_Selected extract_
-- Start --

Generate random numbers with logarithmic distribution and custom slope

Question

Im trying to generate random integers with logarithmic distribution. I use the following formula:

idx = Math.floor(Math.log((Math.random() * Math.pow(2.0, max)) + 1.0) / Math.log(2.0));

This works well and produces sequence like this for 1000 iterations (each number represents how many times that index was generated):

[525, 261, 119, 45, 29, 13, 5, 1, 1, 1]

Fiddle

I am now trying to adjust the slope of this distribution so it doesn't drop as quickly and produces something like:

[150, 120, 100, 80, 60, ...]

Blindly playing with coefficients didn't give me what I wanted. Any ideas how to achieve it?

Answer 1

You mention a logarithmic distribution, but it looks like your code is designed to generate a truncated geometric distribution instead, although it is flawed. There is more than one distribution called a logarithmic distribution and none of them are that common. Please clarify if you really do mean one of them.

You compute floor[log_2 U] where U is uniformly distributed from 1 to (2^max)+1. This has a 1/2^max chance to produce max, but you clamp that to max-1. So, you have a 1/2^max chance to produce 0, 2/2^max chance to produce 1, 4/2^max chance to produce 2, ... up to a 1/2 + 1/2^max chance to produce max-1.

Present in your code, but missing from the description in the question, is that you are flipping the computed index around with

idx = (max-idx) - 1

After this, your chance to produce 0 is 1/2 + 1/2^max, and your chance to produce a value of k is 1/2^(k+1).

I think it is a mistake to let U be uniform on [1,2^max+1]. Instead, I think you want U to be uniform on [1,2^max]. Then your chance to generate idx=k is 2^(max-k-1)/((2^max)-1).

idx = Math.floor(Math.log((Math.random()*(Math.pow(2.0, max)-1.0)) + 1.0) / Math.log(2.0));

zmii's comment that you could get a flatter distribution by replacing both 2.0s with a value closer to 1.0 is good. The reason it produced unsatisfactory results for small values of max was that you were sampling uniformly from [1,1.3^max+1] instead of [1,1.3^max]. The extra +1 made a larger difference when max was smaller and the base was smaller. Try the following:

var zmii = 1.3;
idx = Math.floor(Math.log((Math.random()*(Math.pow(zmii, max)-1.0))+1.0) / Math.log(zmii));

-- End --

_Provided material_

-- Start --

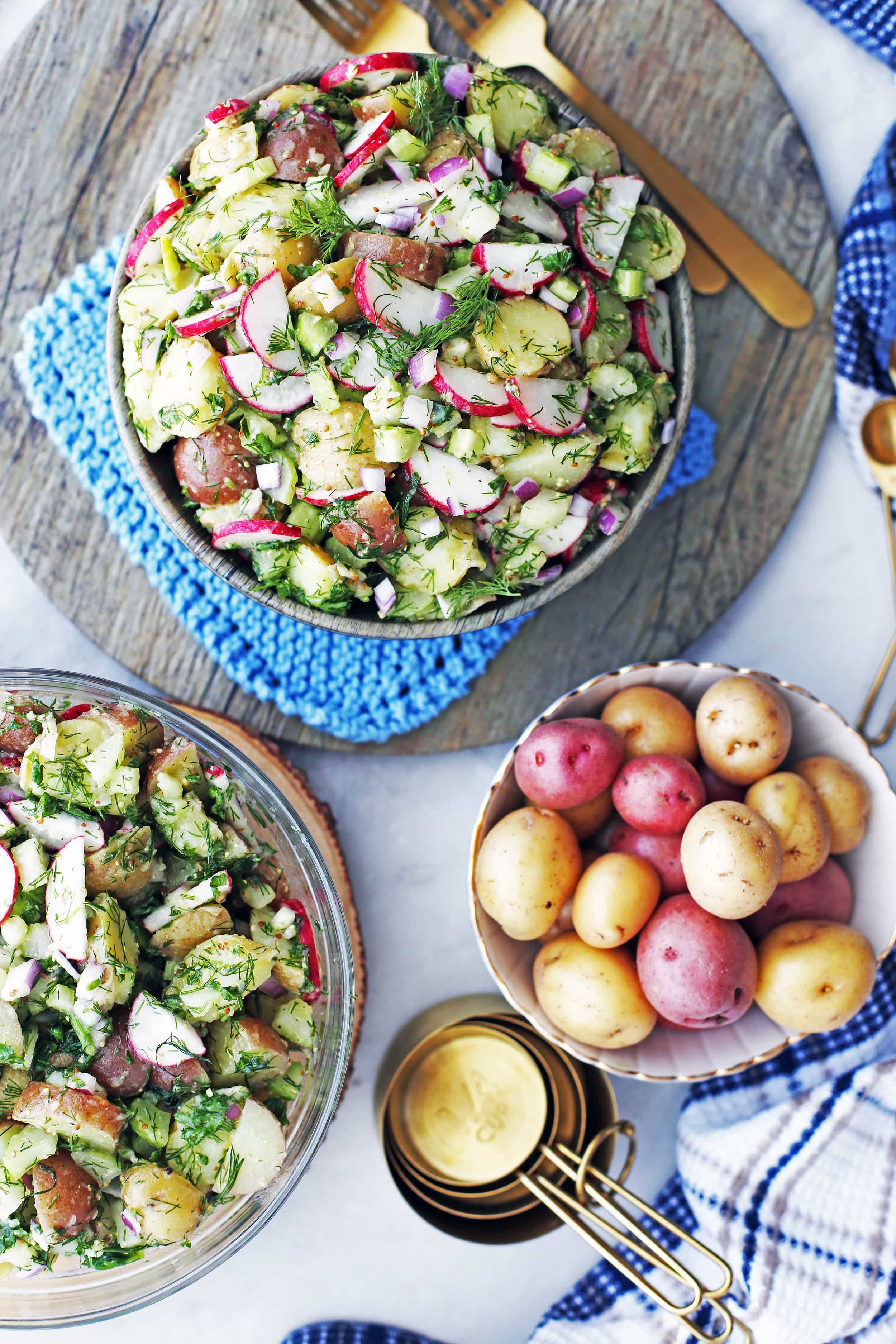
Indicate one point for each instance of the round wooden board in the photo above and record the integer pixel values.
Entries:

-- End --

_Direction A_
In the thread on logarithmic random numbers, why did replacing both 2.0 values with a number closer to 1.0 give unsatisfactory results for small values of max? Answer in one to three sentences.
_Direction B_
Quote the thread on logarithmic random numbers from "[150, 120, 100, 80, 60, ...]" to "to produce max-1.".

_Correct answer A_
The code sampled uniformly from [1, 1.3^max + 1] instead of [1, 1.3^max]. The extra +1 made a larger difference when max was smaller and the base was smaller.

_Correct answer B_
[150, 120, 100, 80, 60, ...]

Blindly playing with coefficients didn't give me what I wanted. Any ideas how to achieve it?

Answer 1

You mention a logarithmic distribution, but it looks like your code is designed to generate a truncated geometric distribution instead, although it is flawed. There is more than one distribution called a logarithmic distribution and none of them are that common. Please clarify if you really do mean one of them.

You compute floor[log_2 U] where U is uniformly distributed from 1 to (2^max)+1. This has a 1/2^max chance to produce max, but you clamp that to max-1. So, you have a 1/2^max chance to produce 0, 2/2^max chance to produce 1, 4/2^max chance to produce 2, ... up to a 1/2 + 1/2^max chance to produce max-1.